PROVIDED DATA

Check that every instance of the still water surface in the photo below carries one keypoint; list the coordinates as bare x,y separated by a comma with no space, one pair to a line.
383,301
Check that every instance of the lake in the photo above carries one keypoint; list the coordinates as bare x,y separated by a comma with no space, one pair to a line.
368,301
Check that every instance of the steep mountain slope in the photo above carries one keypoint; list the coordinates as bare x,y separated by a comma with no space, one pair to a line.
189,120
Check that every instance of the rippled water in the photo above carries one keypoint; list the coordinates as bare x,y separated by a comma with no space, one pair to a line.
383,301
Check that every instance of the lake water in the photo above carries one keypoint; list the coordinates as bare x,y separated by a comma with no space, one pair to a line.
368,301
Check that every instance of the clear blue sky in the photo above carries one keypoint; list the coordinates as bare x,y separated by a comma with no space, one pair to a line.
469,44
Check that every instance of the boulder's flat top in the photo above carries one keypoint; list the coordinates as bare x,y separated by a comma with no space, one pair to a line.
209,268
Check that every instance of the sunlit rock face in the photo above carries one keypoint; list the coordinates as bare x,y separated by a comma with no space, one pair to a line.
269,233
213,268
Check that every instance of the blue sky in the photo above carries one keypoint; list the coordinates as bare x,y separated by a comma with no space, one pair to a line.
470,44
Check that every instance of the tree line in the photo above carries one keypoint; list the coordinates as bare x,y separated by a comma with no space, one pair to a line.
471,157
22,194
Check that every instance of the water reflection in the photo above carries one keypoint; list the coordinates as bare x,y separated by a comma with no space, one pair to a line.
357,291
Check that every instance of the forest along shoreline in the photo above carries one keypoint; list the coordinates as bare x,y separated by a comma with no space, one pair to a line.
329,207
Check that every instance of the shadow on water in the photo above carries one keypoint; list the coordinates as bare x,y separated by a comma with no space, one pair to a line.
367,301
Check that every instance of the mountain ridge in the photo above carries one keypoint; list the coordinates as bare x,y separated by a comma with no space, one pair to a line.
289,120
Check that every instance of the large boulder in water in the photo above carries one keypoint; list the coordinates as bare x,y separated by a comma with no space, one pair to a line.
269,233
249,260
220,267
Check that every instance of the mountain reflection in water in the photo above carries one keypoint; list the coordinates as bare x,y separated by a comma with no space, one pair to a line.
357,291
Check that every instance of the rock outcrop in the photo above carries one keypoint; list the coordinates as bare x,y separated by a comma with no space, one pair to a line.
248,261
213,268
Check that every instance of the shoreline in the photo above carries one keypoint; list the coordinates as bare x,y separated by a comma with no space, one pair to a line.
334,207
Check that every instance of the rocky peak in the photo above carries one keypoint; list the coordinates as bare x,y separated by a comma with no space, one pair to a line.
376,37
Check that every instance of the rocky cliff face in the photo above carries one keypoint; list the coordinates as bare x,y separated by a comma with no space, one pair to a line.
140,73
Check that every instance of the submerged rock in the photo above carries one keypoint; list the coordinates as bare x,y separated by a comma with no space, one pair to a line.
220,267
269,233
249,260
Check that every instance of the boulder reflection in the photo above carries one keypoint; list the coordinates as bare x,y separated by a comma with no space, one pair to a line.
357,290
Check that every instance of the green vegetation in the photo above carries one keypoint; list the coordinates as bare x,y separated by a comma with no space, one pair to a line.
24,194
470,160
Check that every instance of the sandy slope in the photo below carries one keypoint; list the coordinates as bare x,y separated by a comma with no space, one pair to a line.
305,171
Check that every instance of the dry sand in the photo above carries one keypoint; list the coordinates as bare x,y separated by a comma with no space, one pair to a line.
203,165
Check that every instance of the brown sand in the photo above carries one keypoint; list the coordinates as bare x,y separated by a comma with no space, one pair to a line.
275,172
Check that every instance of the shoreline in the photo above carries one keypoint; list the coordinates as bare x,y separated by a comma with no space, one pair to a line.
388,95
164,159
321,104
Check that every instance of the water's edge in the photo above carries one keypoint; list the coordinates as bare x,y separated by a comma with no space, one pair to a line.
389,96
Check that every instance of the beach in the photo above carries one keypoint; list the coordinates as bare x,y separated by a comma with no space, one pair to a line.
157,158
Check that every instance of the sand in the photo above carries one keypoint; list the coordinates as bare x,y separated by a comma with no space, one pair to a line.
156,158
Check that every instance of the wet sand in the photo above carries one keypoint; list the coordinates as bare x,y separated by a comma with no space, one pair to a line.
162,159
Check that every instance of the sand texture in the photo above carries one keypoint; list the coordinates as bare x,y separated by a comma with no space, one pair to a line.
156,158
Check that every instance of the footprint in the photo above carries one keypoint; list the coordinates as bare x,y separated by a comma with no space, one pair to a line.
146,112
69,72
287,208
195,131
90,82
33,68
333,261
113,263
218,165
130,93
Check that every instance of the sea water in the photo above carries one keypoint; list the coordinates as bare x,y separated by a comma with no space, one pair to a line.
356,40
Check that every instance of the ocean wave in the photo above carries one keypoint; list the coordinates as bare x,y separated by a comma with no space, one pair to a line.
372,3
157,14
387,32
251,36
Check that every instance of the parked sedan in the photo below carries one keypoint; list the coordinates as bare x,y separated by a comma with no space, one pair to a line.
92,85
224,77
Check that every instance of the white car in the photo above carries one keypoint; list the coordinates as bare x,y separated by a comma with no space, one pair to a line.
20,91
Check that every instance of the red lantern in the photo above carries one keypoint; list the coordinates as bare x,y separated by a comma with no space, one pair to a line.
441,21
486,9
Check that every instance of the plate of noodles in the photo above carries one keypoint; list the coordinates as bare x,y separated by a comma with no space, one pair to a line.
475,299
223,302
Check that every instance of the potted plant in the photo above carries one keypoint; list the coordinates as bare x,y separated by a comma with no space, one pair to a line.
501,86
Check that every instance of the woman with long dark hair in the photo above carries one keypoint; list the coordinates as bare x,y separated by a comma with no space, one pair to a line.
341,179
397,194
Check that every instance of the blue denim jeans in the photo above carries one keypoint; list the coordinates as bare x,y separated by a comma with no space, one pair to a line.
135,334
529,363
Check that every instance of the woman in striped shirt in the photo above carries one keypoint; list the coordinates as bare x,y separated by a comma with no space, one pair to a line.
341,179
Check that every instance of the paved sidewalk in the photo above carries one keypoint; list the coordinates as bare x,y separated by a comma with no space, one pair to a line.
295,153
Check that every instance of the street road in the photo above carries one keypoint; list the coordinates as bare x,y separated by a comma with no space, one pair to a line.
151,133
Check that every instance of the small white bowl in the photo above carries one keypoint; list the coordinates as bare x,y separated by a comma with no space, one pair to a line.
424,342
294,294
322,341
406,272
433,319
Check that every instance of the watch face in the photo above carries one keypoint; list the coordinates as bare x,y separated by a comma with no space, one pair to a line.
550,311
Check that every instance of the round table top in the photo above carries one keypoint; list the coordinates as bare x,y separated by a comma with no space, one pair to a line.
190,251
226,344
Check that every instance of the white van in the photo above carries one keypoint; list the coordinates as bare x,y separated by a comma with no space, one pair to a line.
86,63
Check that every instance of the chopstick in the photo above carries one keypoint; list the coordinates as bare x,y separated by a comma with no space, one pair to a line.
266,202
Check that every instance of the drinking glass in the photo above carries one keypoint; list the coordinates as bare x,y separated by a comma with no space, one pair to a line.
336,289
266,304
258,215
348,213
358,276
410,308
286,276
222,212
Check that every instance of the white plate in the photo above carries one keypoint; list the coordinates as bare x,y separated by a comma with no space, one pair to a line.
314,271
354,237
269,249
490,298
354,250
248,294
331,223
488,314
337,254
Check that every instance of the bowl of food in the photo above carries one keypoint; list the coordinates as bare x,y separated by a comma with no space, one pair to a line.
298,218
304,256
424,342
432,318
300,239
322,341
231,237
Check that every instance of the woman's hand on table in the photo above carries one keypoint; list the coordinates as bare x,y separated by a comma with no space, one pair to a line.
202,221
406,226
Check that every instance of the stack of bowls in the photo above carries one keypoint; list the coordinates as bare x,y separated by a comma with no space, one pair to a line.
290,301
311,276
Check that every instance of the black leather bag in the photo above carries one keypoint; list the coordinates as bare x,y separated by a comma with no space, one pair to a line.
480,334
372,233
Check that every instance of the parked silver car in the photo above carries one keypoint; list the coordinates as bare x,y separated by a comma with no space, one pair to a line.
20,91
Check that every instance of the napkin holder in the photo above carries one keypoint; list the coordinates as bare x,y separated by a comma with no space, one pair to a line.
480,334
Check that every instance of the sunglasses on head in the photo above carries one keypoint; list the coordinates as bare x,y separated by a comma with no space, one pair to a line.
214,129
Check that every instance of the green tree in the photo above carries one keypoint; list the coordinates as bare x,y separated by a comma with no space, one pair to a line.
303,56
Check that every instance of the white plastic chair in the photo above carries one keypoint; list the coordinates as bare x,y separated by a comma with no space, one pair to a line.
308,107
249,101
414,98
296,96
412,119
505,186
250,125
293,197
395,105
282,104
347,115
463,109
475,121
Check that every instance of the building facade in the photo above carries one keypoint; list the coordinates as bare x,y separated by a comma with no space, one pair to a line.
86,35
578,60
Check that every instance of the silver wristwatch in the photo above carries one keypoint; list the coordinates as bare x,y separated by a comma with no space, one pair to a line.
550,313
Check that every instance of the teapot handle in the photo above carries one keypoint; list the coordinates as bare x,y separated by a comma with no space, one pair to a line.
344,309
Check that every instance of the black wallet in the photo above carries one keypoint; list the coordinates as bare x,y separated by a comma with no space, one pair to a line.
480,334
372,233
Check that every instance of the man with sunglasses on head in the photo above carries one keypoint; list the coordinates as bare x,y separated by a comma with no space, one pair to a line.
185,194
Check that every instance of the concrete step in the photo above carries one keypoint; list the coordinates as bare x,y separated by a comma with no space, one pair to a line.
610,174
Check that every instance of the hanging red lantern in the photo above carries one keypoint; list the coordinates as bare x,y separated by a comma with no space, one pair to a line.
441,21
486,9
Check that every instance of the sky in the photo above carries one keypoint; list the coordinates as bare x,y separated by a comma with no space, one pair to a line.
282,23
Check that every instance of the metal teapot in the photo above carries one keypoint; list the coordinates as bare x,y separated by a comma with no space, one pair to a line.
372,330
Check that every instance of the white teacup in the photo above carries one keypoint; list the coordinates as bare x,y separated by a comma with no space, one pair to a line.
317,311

WRITTEN PROBLEM
Reproduce the lines word for word, starting at the one holding "Check that every instance of the white plastic" and ending at the final line of the material above.

TASK ANSWER
Check that every instance of the white plastic chair in the photo above carries one keypoint; list the coordinates as bare x,y separated by a comma with no space, one pair to a line.
308,107
249,101
414,98
296,96
412,119
505,186
250,125
293,197
395,105
282,104
347,115
463,109
475,121
Check that every instance of the building facade in the photo above carries one keypoint; list the coordinates as bare x,y separated by a comma with no space, one pair to a line.
86,35
578,60
Check that every instance of the silver wristwatch in the photo above carries one keypoint; list the coordinates as bare x,y separated by a comma with no space, one pair to a line.
550,313
Check that every instance of the teapot handle in the photo above carries one keypoint; list the coordinates as bare x,y separated by a comma with no space, one pair to a line.
344,309
Check that every instance of the black wallet in the photo above carries one keypoint; list the coordinates as bare x,y separated by a comma with no space, one pair to a line.
480,334
372,233
Check that every instance of the man with sunglasses on head in the photo above carries one keypoint; list the coordinates as bare x,y separated by a comma with no space, one pair to a line.
185,194
Check that every instance of the concrete step in the photo above carries one keypoint; list the coordinates as bare x,y separated by a comma with no space, one pair to a line.
610,174
Check that every instance of the hanging red lantern in the photo above carries one keypoint; list the coordinates as bare x,y separated by a comma with no space, one pair to a line.
441,21
486,9
Check that every instance of the sky in the photo above carries one keypoint; list the coordinates as bare x,y separated by a comma with no space, one pair to a line.
282,23
Check that every instance of the metal teapot in the photo above carries one keypoint; list the coordinates as bare x,y separated by a comma with no space, one pair to a line.
372,330
Check that every instance of the white teacup in the photo above carries one keypoint; list the coordinates as bare x,y separated by a comma with no space, one pair to a line.
317,311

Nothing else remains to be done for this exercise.